What the task asks:
Repeat, exactly and alone, every line from the line that contains "every visible large" to the end of the entries.

-- Start --

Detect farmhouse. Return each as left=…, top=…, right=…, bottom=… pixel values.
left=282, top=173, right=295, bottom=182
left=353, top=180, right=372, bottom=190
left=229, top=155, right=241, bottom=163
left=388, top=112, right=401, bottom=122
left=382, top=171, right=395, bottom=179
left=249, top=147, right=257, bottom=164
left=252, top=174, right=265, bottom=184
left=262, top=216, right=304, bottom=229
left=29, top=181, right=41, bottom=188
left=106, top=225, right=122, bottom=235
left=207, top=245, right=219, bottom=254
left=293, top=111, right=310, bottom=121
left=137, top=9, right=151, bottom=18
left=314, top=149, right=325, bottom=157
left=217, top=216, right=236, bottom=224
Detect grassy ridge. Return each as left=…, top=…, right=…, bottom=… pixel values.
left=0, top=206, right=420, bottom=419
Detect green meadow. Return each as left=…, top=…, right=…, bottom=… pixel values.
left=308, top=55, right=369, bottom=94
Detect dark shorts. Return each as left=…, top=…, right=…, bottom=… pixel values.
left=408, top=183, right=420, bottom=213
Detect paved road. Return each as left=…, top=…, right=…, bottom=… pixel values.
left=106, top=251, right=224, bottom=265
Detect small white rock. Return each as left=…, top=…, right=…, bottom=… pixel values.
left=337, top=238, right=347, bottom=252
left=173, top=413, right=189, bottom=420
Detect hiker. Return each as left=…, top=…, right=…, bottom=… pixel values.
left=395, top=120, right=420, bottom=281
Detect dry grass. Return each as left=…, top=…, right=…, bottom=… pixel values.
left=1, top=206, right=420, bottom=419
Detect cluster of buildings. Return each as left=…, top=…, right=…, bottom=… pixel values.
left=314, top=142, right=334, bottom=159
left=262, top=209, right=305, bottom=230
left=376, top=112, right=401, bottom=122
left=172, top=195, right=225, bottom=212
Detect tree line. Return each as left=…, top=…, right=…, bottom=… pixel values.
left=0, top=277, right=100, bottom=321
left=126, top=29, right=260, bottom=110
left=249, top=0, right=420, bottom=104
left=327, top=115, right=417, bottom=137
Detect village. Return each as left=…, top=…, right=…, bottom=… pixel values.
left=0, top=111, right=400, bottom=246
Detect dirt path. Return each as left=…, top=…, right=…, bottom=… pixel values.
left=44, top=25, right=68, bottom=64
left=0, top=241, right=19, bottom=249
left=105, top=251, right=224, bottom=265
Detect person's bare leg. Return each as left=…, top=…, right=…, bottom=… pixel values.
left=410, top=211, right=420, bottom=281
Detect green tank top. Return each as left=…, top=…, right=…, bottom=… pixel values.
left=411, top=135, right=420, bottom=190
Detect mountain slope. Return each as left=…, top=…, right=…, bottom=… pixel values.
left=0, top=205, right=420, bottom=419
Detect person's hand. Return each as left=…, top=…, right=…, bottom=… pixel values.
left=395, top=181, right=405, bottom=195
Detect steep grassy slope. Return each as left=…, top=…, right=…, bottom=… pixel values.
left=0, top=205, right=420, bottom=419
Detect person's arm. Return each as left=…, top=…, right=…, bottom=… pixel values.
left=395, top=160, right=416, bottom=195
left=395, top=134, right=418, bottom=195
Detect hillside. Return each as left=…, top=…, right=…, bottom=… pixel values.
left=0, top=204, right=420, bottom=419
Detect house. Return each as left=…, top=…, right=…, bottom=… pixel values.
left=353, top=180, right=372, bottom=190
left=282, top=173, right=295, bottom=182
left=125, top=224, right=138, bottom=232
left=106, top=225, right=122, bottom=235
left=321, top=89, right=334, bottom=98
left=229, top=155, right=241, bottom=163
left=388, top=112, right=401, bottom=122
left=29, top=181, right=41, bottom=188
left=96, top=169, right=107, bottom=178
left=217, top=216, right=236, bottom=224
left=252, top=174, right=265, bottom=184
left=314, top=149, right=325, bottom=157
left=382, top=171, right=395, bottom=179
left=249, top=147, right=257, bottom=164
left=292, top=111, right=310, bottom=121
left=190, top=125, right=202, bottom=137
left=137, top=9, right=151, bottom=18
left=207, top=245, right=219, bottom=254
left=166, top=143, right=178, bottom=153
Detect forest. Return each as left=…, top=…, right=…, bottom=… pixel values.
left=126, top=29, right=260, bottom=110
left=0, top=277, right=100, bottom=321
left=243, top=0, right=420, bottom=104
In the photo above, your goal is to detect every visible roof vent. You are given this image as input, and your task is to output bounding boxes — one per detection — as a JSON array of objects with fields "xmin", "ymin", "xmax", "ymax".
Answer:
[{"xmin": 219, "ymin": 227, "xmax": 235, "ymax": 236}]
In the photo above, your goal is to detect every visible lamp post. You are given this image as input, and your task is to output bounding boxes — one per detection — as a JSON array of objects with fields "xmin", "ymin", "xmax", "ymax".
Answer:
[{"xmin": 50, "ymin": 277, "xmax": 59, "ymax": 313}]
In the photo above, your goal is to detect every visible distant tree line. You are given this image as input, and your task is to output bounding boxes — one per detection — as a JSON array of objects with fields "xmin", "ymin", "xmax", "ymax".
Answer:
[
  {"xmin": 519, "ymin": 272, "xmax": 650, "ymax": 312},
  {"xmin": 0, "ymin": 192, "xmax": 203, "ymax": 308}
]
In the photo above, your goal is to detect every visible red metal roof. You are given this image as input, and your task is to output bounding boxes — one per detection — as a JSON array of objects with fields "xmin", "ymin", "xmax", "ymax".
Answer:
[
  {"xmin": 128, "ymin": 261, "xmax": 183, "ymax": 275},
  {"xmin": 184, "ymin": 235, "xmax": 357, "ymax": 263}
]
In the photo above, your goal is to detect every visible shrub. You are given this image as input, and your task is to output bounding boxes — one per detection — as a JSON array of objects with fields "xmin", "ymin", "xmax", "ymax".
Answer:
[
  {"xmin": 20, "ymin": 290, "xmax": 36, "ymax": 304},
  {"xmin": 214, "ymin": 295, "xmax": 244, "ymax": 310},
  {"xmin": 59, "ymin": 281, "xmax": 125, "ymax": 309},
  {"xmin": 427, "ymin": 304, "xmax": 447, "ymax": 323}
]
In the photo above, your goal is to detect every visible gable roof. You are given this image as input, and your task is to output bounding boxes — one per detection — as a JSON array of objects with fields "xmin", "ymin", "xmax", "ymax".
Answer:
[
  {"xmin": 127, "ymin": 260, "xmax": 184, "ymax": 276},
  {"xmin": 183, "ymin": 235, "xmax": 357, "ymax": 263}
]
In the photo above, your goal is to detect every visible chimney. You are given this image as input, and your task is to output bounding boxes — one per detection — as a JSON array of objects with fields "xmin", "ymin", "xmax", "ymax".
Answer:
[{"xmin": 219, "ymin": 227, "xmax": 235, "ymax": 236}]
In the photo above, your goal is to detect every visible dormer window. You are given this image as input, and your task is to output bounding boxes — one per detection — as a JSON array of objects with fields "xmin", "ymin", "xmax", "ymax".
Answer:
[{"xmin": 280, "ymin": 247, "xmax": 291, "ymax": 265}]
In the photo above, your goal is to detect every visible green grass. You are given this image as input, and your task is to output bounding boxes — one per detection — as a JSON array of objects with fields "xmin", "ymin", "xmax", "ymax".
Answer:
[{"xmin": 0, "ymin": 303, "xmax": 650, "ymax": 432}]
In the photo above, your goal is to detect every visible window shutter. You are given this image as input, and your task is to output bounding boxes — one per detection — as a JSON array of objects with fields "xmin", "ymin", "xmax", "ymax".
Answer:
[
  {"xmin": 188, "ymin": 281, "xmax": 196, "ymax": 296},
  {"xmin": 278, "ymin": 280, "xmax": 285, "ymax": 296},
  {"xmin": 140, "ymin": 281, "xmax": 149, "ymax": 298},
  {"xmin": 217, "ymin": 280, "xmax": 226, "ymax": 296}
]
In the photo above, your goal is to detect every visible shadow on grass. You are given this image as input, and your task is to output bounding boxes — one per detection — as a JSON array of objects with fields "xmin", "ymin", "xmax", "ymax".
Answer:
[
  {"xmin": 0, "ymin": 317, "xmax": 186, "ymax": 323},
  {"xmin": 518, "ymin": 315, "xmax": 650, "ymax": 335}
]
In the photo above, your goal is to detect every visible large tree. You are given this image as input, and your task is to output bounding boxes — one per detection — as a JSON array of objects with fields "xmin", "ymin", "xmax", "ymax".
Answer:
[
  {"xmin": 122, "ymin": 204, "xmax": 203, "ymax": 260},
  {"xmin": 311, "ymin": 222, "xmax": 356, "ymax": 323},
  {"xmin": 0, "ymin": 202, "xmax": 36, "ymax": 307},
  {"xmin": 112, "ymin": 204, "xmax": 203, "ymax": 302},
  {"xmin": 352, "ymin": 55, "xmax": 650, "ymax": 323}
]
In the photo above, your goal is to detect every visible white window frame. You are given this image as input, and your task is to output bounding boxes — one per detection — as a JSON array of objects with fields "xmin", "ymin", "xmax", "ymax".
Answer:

-- End --

Written solution:
In the photo above, your goal is to detect every visible large tree. You are given this image as input, and your task is to output bounding boxes — one per detection — as a JSON array of objects with fields "xmin", "ymin", "xmax", "ymax".
Answer:
[
  {"xmin": 122, "ymin": 204, "xmax": 203, "ymax": 260},
  {"xmin": 311, "ymin": 222, "xmax": 356, "ymax": 323},
  {"xmin": 0, "ymin": 202, "xmax": 36, "ymax": 307},
  {"xmin": 112, "ymin": 204, "xmax": 203, "ymax": 302},
  {"xmin": 352, "ymin": 55, "xmax": 650, "ymax": 323}
]
In the photo above, your goal is to detect every visible white window frame. You are given this image as input, and your task is to output bounding boxes — one per detection — as a JSON array of objects with fields "xmin", "ymin", "xmax", "ymax".
Answer:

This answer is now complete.